---------- BRANO SCELTO

Ci sono viaggi che iniziano ma non finiscono. Semplicemente ti si infilano dentro e ti rimangono sottopelle per sempre.
Durante esperienze come queste convivi con l’inquietante certezza che non riuscirai a raccontare, senza sembrare banale, l’immensità di quello che vivi.
E vorresti avere quattro paia di occhi, per essere certa di non trascurare ogni dettaglio, tanto più fiato nei polmoni per poterli raccontare tutti questi dettagli e molte, decisamente molte più mani per fare di più.
Per quanto te lo possano raccontare non sarai mai preparato a vedere certe cose con i tuoi occhi.
Non sei pronto a vedere topi in terapia intensiva, a immaginare di non avere acqua corrente in ospedale, a capire cosa significa soffrire la sete per dieci ore.
Non sei pronto a entrare in una casa dove vivono 70 persone, a non riuscire a respirare per le condizioni igieniche e le nuvole di insetti, a vedere bambini coperti di terra e verruche. Non mi vergogno ad ammettere che sono sensazioni forti, che di primo impatto ti prendono alla bocca dello stomaco.
Ma dopo trenta secondi, anche meno, sgomiti per poter stare in mezzo a tutti questi bambini, per poterli accarezzare e stringere.
E non vedi più gli insetti, non senti più un odore, ti sembra di essere in una bolla di felicità. Come se qualcuno ti avesse fatto un regalo, di valore inestimabile: ti è stato fatto toccare il Paradiso sulla terra.
Le tue mani si fanno più grandi, per stringere quante più manine possibile, tutte nello stesso momento. Ne stringi una e poi un’altra e ne vorresti ancora, senza lasciarne mai.
Perchè quando quelle manine ti toccano ti senti semplicemente… pieno.
Mai in vita tua ti sei sentito così.
Tra le varie emozioni forti di queste giornate a Dakar, come se non bastasse, ho assistito a un intervento a cuore aperto. Non avrei mai immaginato che l’organo di uno scricciolo di 17 mesi potesse battere con tanta energia.
Con determinazione, aggressività, voglia di divorarsi la vita.
Tutti dovrebbero poterlo vedere, almeno una volta.
Se potessimo vedere con quanta forza ci batte il cuore nel petto, ci sentiremmo davvero invincibili.
Come invincibile ti senti quando al mattino ti alzi e sai che farai del bene, oggi.
La passione che l’equipe mette in questa missione non si lascia intimorire da nulla, non cede mai.
C’è qualcosa di più forte delle difficoltà e delle carenze: sono occhi. Occhi che brillano in modo incredibile solo perché sanno di aver aiutato qualcuno.
Il bagliore di questo genere di sguardi potrebbe illuminare una stanza.
E quando salta la luce in sala operatoria, la sensazione che hai è proprio quella.
Io non credo di essere riuscita a raccontare in modo degno quello che ho sentito e come questa esperienza mi ha toccata e cambiata, ma ci ho provato.
Forse avrei dovuto soltanto dirvi questo: fatelo, un viaggio così.
Sono momenti che vi toglieranno il fiato per poi ridarvelo gradualmente e insegnarvi come si fa davvero a respirare.

--------------------
---------- MATERIALE ELENCATO

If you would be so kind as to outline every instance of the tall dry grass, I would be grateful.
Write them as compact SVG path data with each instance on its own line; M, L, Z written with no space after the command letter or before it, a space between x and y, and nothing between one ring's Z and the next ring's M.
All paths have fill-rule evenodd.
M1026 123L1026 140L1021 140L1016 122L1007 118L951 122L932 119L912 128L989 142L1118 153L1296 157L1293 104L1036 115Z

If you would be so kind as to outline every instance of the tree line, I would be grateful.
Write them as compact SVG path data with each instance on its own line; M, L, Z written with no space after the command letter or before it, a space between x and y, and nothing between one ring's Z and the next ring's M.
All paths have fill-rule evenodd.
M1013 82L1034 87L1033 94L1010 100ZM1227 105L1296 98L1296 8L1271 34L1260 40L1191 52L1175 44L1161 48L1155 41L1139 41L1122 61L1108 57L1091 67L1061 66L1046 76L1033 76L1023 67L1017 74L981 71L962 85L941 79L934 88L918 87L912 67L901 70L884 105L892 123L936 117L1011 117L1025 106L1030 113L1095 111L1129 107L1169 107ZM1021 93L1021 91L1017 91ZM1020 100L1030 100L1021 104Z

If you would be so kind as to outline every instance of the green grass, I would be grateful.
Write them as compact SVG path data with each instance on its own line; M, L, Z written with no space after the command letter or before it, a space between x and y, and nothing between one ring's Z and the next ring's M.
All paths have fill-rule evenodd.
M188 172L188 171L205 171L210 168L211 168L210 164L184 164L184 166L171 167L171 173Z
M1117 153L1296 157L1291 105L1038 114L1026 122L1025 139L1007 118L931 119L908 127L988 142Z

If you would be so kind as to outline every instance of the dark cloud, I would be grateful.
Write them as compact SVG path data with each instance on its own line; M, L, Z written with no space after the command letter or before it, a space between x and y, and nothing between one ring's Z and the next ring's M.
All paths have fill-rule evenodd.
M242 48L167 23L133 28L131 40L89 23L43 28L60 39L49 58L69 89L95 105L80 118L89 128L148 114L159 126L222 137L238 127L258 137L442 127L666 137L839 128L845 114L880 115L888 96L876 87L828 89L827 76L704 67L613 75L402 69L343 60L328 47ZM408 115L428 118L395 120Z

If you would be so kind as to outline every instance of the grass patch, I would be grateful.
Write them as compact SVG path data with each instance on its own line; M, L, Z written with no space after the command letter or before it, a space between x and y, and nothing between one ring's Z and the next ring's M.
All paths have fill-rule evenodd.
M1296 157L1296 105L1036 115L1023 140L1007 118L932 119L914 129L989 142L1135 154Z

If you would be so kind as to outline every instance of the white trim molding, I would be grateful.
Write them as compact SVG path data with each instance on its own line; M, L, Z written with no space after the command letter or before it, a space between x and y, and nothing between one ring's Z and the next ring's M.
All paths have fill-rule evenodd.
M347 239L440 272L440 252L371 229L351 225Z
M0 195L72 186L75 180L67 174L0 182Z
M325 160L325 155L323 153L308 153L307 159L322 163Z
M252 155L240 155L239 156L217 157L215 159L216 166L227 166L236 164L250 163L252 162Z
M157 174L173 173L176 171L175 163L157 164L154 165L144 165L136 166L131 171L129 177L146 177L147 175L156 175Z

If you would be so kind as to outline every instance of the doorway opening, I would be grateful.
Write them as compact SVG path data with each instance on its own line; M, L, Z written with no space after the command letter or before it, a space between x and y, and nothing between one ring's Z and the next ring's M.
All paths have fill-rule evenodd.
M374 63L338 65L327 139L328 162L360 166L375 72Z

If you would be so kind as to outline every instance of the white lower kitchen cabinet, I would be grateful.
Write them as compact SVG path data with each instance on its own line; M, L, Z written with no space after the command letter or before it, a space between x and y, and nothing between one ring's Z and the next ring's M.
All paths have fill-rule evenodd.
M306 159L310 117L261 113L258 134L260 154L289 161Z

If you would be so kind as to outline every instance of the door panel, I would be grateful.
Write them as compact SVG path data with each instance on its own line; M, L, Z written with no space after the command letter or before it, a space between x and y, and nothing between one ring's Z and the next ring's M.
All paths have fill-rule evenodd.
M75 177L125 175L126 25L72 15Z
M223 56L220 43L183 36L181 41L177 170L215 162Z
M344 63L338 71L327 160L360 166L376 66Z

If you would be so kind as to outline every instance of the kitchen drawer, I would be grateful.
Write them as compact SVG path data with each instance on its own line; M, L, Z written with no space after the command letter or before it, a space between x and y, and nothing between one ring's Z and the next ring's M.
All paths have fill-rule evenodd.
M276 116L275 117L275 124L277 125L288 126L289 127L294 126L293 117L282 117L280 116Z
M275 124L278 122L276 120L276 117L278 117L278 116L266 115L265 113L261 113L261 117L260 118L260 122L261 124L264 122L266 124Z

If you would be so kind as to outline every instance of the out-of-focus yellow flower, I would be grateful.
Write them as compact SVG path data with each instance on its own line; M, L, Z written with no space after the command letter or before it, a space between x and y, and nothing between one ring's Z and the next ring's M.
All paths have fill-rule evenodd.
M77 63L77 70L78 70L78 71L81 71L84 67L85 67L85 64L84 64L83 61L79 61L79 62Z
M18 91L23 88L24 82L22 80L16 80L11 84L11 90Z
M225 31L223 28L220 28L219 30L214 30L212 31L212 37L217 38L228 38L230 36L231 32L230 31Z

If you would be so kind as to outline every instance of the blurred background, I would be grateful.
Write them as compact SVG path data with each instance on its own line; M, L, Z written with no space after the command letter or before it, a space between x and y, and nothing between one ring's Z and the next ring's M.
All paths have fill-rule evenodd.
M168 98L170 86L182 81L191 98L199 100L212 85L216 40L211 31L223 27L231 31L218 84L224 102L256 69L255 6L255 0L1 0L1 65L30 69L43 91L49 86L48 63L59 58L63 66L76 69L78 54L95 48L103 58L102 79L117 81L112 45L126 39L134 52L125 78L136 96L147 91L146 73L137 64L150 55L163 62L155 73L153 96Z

--------------------

→ CONSEGNE DA SVOLGERE:
**A.** Elenchi tutte le esperienze che il brano scelto introduce con le parole «Non sei pronto a».
**B.** Riporti la parte del brano scelto compresa tra "Ma dopo trenta" e "con tanta energia.", estremi inclusi.
**C.** Secondo il brano scelto, quanti mesi aveva lo scricciolo sottoposto all'intervento a cuore aperto?

→ RISPOSTE ALLE CONSEGNE:
**A.**
- vedere topi in terapia intensiva
- immaginare di non avere acqua corrente in ospedale
- capire cosa significa soffrire la sete per dieci ore
- entrare in una casa dove vivono 70 persone
- non riuscire a respirare per le condizioni igieniche e le nuvole di insetti
- vedere bambini coperti di terra e verruche

**B.**
Ma dopo trenta secondi, anche meno, sgomiti per poter stare in mezzo a tutti questi bambini, per poterli accarezzare e stringere.
E non vedi più gli insetti, non senti più un odore, ti sembra di essere in una bolla di felicità. Come se qualcuno ti avesse fatto un regalo, di valore inestimabile: ti è stato fatto toccare il Paradiso sulla terra.
Le tue mani si fanno più grandi, per stringere quante più manine possibile, tutte nello stesso momento. Ne stringi una e poi un’altra e ne vorresti ancora, senza lasciarne mai.
Perchè quando quelle manine ti toccano ti senti semplicemente… pieno.
Mai in vita tua ti sei sentito così.
Tra le varie emozioni forti di queste giornate a Dakar, come se non bastasse, ho assistito a un intervento a cuore aperto. Non avrei mai immaginato che l’organo di uno scricciolo di 17 mesi potesse battere con tanta energia.

**C.** 17 mesi.